Please repeat all of the lines that follow, exactly as written.

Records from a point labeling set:
···
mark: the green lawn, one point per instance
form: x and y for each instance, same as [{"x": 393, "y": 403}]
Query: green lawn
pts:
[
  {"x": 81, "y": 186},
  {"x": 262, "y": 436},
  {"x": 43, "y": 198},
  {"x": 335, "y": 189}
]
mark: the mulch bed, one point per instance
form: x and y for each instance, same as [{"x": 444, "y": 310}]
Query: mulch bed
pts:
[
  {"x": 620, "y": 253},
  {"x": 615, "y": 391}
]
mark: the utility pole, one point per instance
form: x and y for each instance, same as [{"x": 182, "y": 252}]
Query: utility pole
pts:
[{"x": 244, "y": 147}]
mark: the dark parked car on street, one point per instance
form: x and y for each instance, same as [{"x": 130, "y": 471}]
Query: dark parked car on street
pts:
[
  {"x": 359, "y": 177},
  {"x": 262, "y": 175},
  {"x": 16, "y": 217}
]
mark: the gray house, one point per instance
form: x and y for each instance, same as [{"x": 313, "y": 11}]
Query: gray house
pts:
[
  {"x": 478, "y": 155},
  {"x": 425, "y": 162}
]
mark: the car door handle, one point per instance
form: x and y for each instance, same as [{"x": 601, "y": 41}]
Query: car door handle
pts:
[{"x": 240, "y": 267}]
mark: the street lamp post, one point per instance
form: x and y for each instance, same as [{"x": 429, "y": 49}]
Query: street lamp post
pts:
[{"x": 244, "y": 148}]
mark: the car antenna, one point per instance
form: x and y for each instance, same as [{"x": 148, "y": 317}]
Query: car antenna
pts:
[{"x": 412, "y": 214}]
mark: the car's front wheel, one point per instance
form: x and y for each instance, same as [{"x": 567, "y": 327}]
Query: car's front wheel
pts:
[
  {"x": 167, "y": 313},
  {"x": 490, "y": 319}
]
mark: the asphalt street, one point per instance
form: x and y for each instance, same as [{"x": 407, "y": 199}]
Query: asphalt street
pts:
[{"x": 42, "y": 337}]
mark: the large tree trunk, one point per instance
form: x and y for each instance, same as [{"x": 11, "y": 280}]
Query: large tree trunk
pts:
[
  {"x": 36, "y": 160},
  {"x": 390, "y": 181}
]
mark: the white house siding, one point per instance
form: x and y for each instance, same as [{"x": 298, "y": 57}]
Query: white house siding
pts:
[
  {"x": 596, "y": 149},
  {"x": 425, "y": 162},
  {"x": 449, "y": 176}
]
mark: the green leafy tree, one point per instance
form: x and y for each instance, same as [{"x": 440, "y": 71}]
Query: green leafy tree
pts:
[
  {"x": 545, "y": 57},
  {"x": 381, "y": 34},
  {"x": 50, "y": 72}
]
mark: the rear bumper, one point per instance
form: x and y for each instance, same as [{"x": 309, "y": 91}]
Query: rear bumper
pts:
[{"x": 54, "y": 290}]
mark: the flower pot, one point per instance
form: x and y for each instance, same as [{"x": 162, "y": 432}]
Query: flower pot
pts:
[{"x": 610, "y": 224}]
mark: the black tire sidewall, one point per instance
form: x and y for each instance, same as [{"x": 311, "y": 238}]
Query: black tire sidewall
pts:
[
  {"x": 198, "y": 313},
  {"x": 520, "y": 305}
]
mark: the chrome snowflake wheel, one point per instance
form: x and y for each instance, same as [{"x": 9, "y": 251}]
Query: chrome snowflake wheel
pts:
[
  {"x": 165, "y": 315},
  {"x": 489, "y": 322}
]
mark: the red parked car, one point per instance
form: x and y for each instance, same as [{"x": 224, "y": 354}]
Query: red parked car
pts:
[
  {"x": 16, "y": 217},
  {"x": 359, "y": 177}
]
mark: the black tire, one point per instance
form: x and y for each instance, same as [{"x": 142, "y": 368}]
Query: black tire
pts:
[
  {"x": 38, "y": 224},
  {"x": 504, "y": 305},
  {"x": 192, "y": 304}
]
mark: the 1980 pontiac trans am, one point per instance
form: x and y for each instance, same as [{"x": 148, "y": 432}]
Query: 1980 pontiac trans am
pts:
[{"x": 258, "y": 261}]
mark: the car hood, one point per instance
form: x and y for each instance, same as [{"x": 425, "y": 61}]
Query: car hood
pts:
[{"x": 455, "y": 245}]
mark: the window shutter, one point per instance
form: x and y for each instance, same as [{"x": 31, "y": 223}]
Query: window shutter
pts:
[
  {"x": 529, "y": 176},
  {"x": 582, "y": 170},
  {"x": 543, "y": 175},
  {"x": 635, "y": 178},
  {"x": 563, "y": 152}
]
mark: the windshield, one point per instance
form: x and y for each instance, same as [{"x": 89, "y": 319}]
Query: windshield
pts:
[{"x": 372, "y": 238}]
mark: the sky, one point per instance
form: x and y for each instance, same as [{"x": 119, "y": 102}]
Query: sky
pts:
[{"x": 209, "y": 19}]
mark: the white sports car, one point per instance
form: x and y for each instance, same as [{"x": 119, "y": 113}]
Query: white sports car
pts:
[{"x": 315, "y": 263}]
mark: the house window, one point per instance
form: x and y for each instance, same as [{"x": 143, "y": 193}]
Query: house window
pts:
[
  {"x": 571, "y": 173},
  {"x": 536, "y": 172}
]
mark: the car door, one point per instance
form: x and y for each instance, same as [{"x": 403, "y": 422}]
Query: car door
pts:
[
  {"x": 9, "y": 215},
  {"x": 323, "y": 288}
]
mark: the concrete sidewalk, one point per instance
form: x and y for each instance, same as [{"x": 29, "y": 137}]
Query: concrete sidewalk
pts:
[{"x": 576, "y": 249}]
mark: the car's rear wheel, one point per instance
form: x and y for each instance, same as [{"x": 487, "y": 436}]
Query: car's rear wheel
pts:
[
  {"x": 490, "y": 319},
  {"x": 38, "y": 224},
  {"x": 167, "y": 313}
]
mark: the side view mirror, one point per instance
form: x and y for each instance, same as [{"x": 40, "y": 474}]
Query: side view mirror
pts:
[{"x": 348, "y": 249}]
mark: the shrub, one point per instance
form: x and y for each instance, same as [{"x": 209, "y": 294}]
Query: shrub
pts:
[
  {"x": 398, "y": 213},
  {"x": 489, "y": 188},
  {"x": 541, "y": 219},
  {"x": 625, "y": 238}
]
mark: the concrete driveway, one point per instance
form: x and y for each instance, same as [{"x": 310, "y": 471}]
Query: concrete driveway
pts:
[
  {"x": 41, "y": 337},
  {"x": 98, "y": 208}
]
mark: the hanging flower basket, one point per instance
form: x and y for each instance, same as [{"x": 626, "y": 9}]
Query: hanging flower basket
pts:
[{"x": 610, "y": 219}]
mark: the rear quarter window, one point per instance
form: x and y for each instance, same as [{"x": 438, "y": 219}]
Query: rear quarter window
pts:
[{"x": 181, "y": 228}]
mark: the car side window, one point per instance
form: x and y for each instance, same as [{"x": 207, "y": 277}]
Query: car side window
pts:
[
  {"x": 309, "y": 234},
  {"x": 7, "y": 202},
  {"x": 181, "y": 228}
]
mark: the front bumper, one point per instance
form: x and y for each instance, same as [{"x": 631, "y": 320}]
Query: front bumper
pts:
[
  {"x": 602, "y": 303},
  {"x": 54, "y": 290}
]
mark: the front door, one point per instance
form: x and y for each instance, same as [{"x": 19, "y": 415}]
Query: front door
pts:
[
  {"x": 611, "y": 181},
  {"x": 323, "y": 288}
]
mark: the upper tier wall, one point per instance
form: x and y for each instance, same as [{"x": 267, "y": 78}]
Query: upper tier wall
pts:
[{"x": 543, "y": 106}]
···
Expected answer =
mark: the green lawn, one point per instance
form: x and y for each instance, same as [{"x": 393, "y": 403}]
Query: green lawn
pts:
[
  {"x": 81, "y": 186},
  {"x": 262, "y": 436},
  {"x": 43, "y": 198},
  {"x": 335, "y": 189}
]
mark: the mulch bed, one point per instance
form: x and y for each instance, same as [{"x": 444, "y": 310}]
Query: mulch bed
pts:
[
  {"x": 620, "y": 253},
  {"x": 615, "y": 391}
]
mark: the utility pole, one point per instance
form: x and y for each instance, same as [{"x": 182, "y": 252}]
Query: utility pole
pts:
[{"x": 244, "y": 147}]
mark: the dark parked car on street, one point per instance
form: x and y for each instance, same as [{"x": 130, "y": 471}]
Query: dark parked car on street
pts:
[
  {"x": 359, "y": 177},
  {"x": 262, "y": 175},
  {"x": 16, "y": 217}
]
mark: the gray house, one point per instance
form: x and y for each instance, same as [{"x": 313, "y": 11}]
Query: gray house
pts:
[
  {"x": 478, "y": 155},
  {"x": 425, "y": 162}
]
mark: the car door handle, one point per instance
form: x and y for each instance, same as [{"x": 601, "y": 41}]
Query: car door handle
pts:
[{"x": 240, "y": 267}]
mark: the street lamp post, one point per instance
form: x and y for each instance, same as [{"x": 429, "y": 49}]
Query: street lamp post
pts:
[{"x": 244, "y": 148}]
mark: the car antenna, one point per instance
form: x and y for each instance, same as [{"x": 148, "y": 317}]
Query: car antenna
pts:
[{"x": 412, "y": 214}]
mark: the car's front wheel, one point per instance
form: x and y for each instance, same as [{"x": 567, "y": 327}]
Query: car's front wheel
pts:
[
  {"x": 167, "y": 313},
  {"x": 490, "y": 319}
]
mark: the asphalt street, one point per instance
form: x and y for each instance, same as [{"x": 407, "y": 199}]
Query: asphalt street
pts:
[{"x": 42, "y": 337}]
mark: the large tree trunk, one point per instance
form: x and y for each instance, same as [{"x": 11, "y": 280}]
Query: large tree trunk
pts:
[
  {"x": 36, "y": 160},
  {"x": 390, "y": 181}
]
mark: the white house siding, one point per instance
form: x and y for each instance, same as [{"x": 298, "y": 57}]
Query: white house siding
pts:
[
  {"x": 596, "y": 149},
  {"x": 425, "y": 162},
  {"x": 449, "y": 176}
]
mark: the green leafy tree, one point per instance
form: x and y for each instance, same as [{"x": 440, "y": 71}]
Query: green leafy tree
pts:
[
  {"x": 545, "y": 57},
  {"x": 381, "y": 34},
  {"x": 50, "y": 72}
]
mark: the rear bumper, one point per instance
form: x and y for each instance, same as [{"x": 309, "y": 91}]
Query: rear bumper
pts:
[{"x": 54, "y": 290}]
mark: the flower pot, one point per instance
form: x and y for each instance, same as [{"x": 162, "y": 432}]
Query: flower pot
pts:
[{"x": 610, "y": 224}]
mark: the black tire sidewall, one point per instance
form: x and y for each instance, same as [{"x": 311, "y": 238}]
Query: black tire sidewall
pts:
[
  {"x": 198, "y": 313},
  {"x": 520, "y": 305}
]
mark: the chrome snowflake wheel, one point per instance
form: x and y for each instance, same as [{"x": 9, "y": 251}]
Query: chrome snowflake wheel
pts:
[
  {"x": 165, "y": 315},
  {"x": 489, "y": 322}
]
mark: the red parked car, one point per instance
form: x and y for each instance, same as [{"x": 224, "y": 354}]
Query: red parked car
pts:
[
  {"x": 16, "y": 217},
  {"x": 359, "y": 177}
]
mark: the black tire, one point per instance
form: x and y for each instance, same as [{"x": 142, "y": 368}]
Query: black tire
pts:
[
  {"x": 38, "y": 224},
  {"x": 504, "y": 305},
  {"x": 192, "y": 304}
]
mark: the 1980 pontiac trans am, one point per instance
form: x and y for each instance, same as [{"x": 148, "y": 432}]
Query: 1980 pontiac trans am
pts:
[{"x": 258, "y": 261}]
mark: the car hood, one point per instance
form: x and y for each instance, same as [{"x": 425, "y": 61}]
Query: car hood
pts:
[{"x": 455, "y": 245}]
mark: the window shutter, one point per instance
form: x and y for each instance, same as [{"x": 31, "y": 223}]
Query: window shutter
pts:
[
  {"x": 529, "y": 176},
  {"x": 582, "y": 170},
  {"x": 543, "y": 175},
  {"x": 635, "y": 178},
  {"x": 563, "y": 152}
]
mark: the windshield, one point per instance
form: x and y for each instance, same as [{"x": 89, "y": 319}]
Query: windshield
pts:
[{"x": 372, "y": 238}]
mark: the sky, one point per instance
form: x and y for each instance, same as [{"x": 119, "y": 102}]
Query: sky
pts:
[{"x": 209, "y": 19}]
mark: the white sports car, one point per instance
form: x and y for each instance, same as [{"x": 119, "y": 113}]
Query: white sports car
pts:
[{"x": 315, "y": 263}]
mark: the house window, one point per instance
form: x and y for each instance, same as [{"x": 143, "y": 193}]
Query: house window
pts:
[
  {"x": 571, "y": 173},
  {"x": 536, "y": 172}
]
mark: the car door, one point per instance
form: x and y for each instance, same as [{"x": 403, "y": 422}]
Query: car door
pts:
[
  {"x": 9, "y": 215},
  {"x": 323, "y": 288}
]
mark: the concrete sidewalk, one point per instance
form: x and y for each instance, same as [{"x": 29, "y": 137}]
Query: concrete sidewalk
pts:
[{"x": 576, "y": 249}]
mark: the car's rear wheel, one point per instance
form: x and y for each instance, same as [{"x": 487, "y": 436}]
Query: car's rear wheel
pts:
[
  {"x": 490, "y": 319},
  {"x": 38, "y": 224},
  {"x": 167, "y": 313}
]
mark: the side view mirror, one point per instance
form: x and y for each instance, same as [{"x": 40, "y": 474}]
Query: side view mirror
pts:
[{"x": 348, "y": 249}]
mark: the shrub, one point per instance
form: x and y for each instance, same as [{"x": 209, "y": 294}]
Query: shrub
pts:
[
  {"x": 398, "y": 213},
  {"x": 489, "y": 188},
  {"x": 541, "y": 219},
  {"x": 625, "y": 238}
]
mark: the concrete driveway, one point per instance
form: x and y for each instance, same as [{"x": 310, "y": 471}]
Query: concrete driveway
pts:
[
  {"x": 41, "y": 337},
  {"x": 98, "y": 208}
]
mark: the hanging flower basket, one point per instance
form: x and y for each instance, same as [{"x": 626, "y": 9}]
Query: hanging flower basket
pts:
[{"x": 610, "y": 219}]
mark: the rear quarter window, one point per instance
form: x and y for each instance, same as [{"x": 438, "y": 219}]
Query: rear quarter window
pts:
[{"x": 181, "y": 228}]
mark: the car side window, one point per instance
form: x and y for each instance, same as [{"x": 207, "y": 277}]
Query: car side window
pts:
[
  {"x": 309, "y": 234},
  {"x": 7, "y": 202},
  {"x": 181, "y": 228}
]
mark: the front bumper, one point per instance
form: x and y for each instance, same as [{"x": 631, "y": 320}]
Query: front bumper
pts:
[
  {"x": 602, "y": 303},
  {"x": 54, "y": 290}
]
mark: the front door, one point per instance
form: x and y for each instance, same as [{"x": 19, "y": 415}]
Query: front door
pts:
[
  {"x": 611, "y": 181},
  {"x": 323, "y": 288}
]
mark: the upper tier wall, one point per instance
form: x and y for each instance, same as [{"x": 267, "y": 78}]
Query: upper tier wall
pts:
[{"x": 543, "y": 106}]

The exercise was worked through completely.